■ Task instructions ■
Extract every line of the material that contains the word "water", copying each one in full. Case counts.

■ Supplied data ■

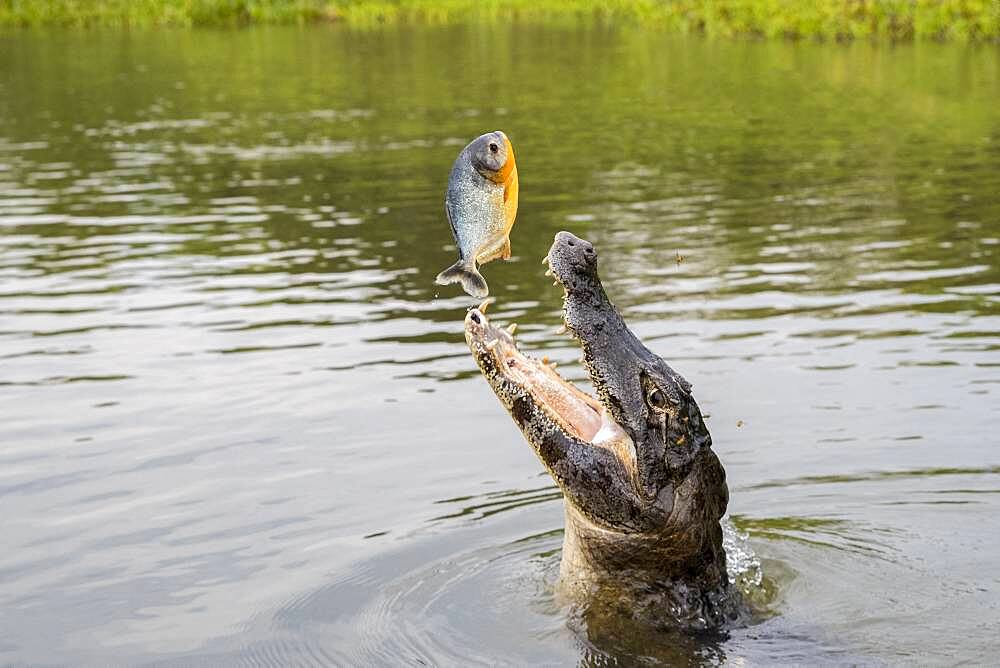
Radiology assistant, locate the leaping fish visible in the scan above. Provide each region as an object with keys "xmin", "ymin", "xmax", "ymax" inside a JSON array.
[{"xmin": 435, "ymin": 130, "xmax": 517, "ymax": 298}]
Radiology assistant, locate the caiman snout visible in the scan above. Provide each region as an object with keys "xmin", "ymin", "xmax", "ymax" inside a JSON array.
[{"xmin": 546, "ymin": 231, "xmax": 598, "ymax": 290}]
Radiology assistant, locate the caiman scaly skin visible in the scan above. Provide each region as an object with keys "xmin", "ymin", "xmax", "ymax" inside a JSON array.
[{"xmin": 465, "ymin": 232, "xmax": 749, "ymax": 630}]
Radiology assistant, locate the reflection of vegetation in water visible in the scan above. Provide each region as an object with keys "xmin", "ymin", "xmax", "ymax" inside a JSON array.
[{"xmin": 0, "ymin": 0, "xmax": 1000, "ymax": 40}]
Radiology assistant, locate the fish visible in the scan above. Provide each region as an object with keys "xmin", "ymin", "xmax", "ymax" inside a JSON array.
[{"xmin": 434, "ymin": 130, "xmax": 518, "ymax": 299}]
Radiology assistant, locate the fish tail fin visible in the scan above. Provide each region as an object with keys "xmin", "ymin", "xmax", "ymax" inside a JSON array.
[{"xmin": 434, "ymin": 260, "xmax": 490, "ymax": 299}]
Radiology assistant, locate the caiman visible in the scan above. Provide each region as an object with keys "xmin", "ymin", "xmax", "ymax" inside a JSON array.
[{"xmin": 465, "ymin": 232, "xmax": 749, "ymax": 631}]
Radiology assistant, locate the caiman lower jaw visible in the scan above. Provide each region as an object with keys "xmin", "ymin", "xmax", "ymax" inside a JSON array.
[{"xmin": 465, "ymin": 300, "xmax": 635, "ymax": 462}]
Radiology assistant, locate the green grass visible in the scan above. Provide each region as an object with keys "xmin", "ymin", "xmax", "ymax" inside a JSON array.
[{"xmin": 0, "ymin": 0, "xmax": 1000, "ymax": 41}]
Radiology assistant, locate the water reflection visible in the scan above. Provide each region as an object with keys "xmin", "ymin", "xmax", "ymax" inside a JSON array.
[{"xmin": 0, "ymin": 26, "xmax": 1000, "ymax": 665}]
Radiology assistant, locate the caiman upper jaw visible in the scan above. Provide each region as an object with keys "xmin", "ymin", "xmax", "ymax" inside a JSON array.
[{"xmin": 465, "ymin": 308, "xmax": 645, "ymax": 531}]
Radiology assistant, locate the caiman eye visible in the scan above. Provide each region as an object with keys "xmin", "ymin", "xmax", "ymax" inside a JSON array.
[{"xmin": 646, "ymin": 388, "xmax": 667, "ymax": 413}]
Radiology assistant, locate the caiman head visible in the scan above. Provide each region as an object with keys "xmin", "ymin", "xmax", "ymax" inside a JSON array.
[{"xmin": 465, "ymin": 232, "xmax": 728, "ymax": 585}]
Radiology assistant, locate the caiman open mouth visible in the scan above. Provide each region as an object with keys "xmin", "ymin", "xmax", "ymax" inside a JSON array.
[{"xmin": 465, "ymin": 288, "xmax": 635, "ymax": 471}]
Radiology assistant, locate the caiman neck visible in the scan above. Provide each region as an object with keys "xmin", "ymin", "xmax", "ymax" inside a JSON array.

■ Solved problem ■
Radiology assistant, locate the reflection of vegetation in water visible in the scan above. Provide each region as an object with keys "xmin", "ymin", "xmax", "ymax" inside a JSON array.
Radiology assistant, locate the water reflection visible in the scan above. Provide each region as an object with keys "xmin", "ymin", "xmax", "ymax" inside a JSON array.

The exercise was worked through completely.